[Records contained in a dataset]
────────────────────
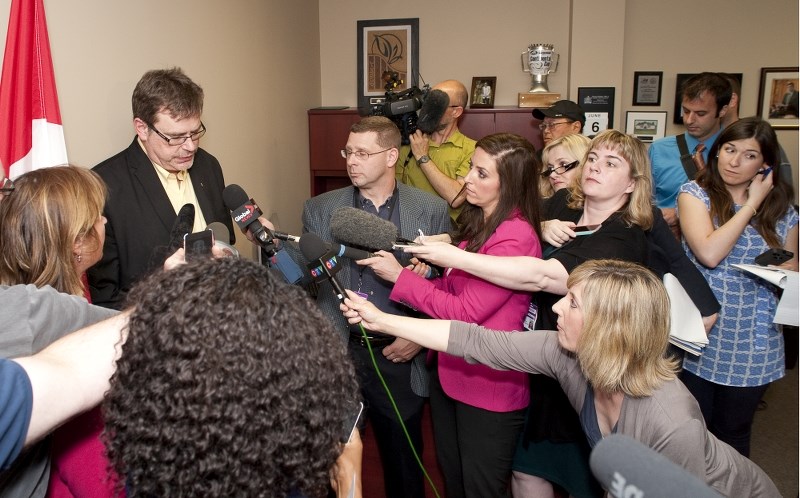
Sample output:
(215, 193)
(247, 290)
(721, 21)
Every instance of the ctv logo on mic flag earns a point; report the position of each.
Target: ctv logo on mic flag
(31, 134)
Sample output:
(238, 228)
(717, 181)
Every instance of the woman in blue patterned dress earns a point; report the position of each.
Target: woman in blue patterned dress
(737, 209)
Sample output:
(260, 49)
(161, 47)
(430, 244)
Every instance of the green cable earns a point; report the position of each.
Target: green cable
(397, 411)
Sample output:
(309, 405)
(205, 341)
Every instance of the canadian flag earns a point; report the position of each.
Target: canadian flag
(31, 135)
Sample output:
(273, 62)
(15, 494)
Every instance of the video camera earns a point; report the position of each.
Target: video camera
(400, 107)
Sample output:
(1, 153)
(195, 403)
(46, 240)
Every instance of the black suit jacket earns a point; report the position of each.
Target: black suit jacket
(140, 218)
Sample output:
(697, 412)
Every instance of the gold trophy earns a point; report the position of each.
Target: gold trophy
(539, 60)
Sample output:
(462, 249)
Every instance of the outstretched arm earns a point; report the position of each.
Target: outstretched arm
(432, 334)
(72, 374)
(512, 272)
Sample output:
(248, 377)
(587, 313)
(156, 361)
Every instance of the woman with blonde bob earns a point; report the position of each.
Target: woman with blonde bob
(52, 228)
(608, 356)
(51, 231)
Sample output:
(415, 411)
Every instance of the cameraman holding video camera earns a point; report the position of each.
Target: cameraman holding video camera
(437, 163)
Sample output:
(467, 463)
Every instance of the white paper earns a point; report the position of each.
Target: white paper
(686, 322)
(787, 311)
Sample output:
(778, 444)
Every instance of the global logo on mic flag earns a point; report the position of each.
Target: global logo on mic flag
(31, 132)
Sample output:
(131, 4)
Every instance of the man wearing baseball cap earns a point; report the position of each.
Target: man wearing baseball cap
(564, 117)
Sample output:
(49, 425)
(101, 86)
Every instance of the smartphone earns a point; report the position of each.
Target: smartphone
(774, 257)
(198, 244)
(351, 423)
(586, 229)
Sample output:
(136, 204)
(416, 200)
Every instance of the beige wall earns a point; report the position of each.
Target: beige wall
(263, 63)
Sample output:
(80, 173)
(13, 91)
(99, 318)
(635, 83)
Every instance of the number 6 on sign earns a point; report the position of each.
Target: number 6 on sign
(595, 123)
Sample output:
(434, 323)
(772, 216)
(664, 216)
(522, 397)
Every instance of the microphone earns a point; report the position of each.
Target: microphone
(245, 213)
(430, 114)
(221, 236)
(357, 227)
(324, 264)
(627, 468)
(184, 222)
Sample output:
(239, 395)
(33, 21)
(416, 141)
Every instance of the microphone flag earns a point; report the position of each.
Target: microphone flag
(31, 131)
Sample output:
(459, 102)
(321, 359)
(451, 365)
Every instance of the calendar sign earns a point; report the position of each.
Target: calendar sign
(598, 104)
(595, 123)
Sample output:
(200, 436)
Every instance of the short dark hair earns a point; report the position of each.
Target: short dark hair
(715, 84)
(387, 131)
(167, 90)
(231, 383)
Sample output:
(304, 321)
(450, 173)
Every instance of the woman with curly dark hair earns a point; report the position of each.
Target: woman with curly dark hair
(231, 383)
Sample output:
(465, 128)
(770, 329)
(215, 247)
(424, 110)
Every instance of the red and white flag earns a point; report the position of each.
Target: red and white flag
(31, 135)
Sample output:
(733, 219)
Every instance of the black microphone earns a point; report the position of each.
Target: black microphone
(245, 213)
(433, 108)
(184, 222)
(324, 264)
(627, 468)
(357, 227)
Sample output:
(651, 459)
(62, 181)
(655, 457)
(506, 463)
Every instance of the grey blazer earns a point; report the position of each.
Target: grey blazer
(418, 211)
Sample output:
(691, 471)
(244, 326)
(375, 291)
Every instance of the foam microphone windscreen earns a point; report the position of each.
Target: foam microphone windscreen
(356, 227)
(436, 104)
(222, 236)
(627, 468)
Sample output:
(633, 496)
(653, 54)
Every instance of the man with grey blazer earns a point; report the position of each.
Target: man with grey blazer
(371, 153)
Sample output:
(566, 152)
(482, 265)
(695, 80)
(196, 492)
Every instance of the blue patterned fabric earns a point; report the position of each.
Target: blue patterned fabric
(745, 349)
────────────────────
● DIRECTIONS FOR THIS TASK
Restate the preceding entries in full, word for word, with the pictures removed.

● WRITTEN RESPONSE
Sample output:
(215, 193)
(247, 290)
(721, 21)
Every instance of the ctv logo on mic flag earns a point; report the position of each.
Target: ctv logo on mic flag
(31, 134)
Sample output:
(238, 228)
(717, 181)
Every instance of the woman in blue patterned dress earns a point; report the position of each.
Target: woman in blue patterned dress
(737, 209)
Sample output:
(260, 49)
(161, 47)
(430, 244)
Every instance of the green cable earns a point; report the position of each.
Target: green cable
(397, 411)
Sample output:
(309, 405)
(205, 341)
Every instance of the canadian flag earns a point; report the position of each.
Target: canadian flag
(31, 135)
Sample output:
(273, 62)
(15, 494)
Every instance of the video camera earns a point; report the position of each.
Target: video camera
(400, 107)
Sample output:
(1, 153)
(195, 403)
(46, 240)
Every instance of the black suit jacket earns a point; report the position of each.
Target: black suit jacket
(140, 218)
Sample output:
(697, 412)
Every instance of the gold trophy earns a point; report the position of each.
Target: gold trophy
(539, 60)
Sample output:
(462, 249)
Every instance of the outstretched arm earns a point; report the position of each.
Target: outstretched arm
(432, 334)
(72, 374)
(512, 272)
Sample output:
(248, 377)
(587, 313)
(156, 361)
Every instance of the woman with blonde bob earns a point; report the position of each.
Target: woman with blonde bob
(52, 228)
(608, 356)
(51, 231)
Sample output:
(415, 411)
Every instance of the cameraman holding video camera earns a point; report the position of each.
Target: cameraman holding video camera
(437, 163)
Sample output:
(467, 463)
Every instance of the white paper earns a point; report the position of each.
Target: white paper
(686, 322)
(787, 311)
Sample output:
(778, 444)
Every instance of the global logo on mic flag earns a point; report the position of each.
Target: global logo on mic flag
(31, 132)
Sample output:
(131, 4)
Every instance of the man wearing baseball cap earns a point; report the position of each.
Target: man wearing baseball cap
(564, 117)
Sample output:
(49, 425)
(101, 86)
Every instance of the smartphone earns a point; report the position of each.
Target: smartphone
(774, 257)
(198, 244)
(351, 423)
(586, 229)
Sample output:
(136, 204)
(416, 200)
Every instance of the beige wall earns a point; report the position of each.
Target: beige wall
(263, 63)
Sample output:
(80, 173)
(13, 91)
(99, 318)
(635, 83)
Every instance of the number 6 on sign earns a point; report the position of each.
Target: number 6 on sign
(595, 123)
Sample output:
(434, 323)
(772, 216)
(664, 216)
(522, 397)
Every instance of the microphone earns a point; report the position of each.
Target: microphone
(245, 213)
(430, 114)
(221, 236)
(357, 227)
(324, 264)
(627, 468)
(184, 222)
Sample output:
(239, 395)
(33, 21)
(416, 141)
Every instance of the microphone flag earns a point; report the position of each.
Target: microphone flag
(31, 131)
Sample output:
(459, 102)
(321, 359)
(451, 365)
Every instance of the calendar sign earns a point; report the position of each.
Target: calendar sign
(598, 104)
(595, 123)
Sample output:
(200, 436)
Every instance of the short dark hair earns a point; report the position of each.
Target: short dark hair
(715, 84)
(387, 131)
(167, 90)
(231, 383)
Sample output:
(304, 321)
(450, 173)
Every instance of the woman with curly dark hair earns a point; report the position of each.
Target: woman with curly dark hair
(231, 383)
Sample output:
(465, 128)
(770, 329)
(215, 247)
(424, 110)
Every instance of the red and white flag earns a point; report the position of each.
Target: red and white flag
(31, 135)
Sample output:
(733, 219)
Every instance of the black microphone earns a point; report the position of each.
Target: black microphone
(245, 213)
(433, 108)
(184, 222)
(324, 264)
(627, 468)
(357, 227)
Sample output:
(651, 459)
(62, 181)
(655, 457)
(506, 463)
Every instance of the grey blazer earns a point; report the position of each.
Target: grey blazer
(418, 211)
Sample output:
(691, 471)
(244, 326)
(375, 291)
Every instance of the foam microphone windscreen earns a point; report the position of each.
Target: foam microphone windscreen
(356, 227)
(436, 104)
(222, 236)
(627, 468)
Sample output:
(633, 496)
(653, 54)
Every instance of the man with grey blazer earns a point; report the position of each.
Target: man with grey blazer
(371, 153)
Sample output:
(566, 152)
(482, 265)
(695, 80)
(196, 492)
Every instance of the blue patterned fabric earns a point; report the position of each.
Target: blue patterned fabric
(745, 349)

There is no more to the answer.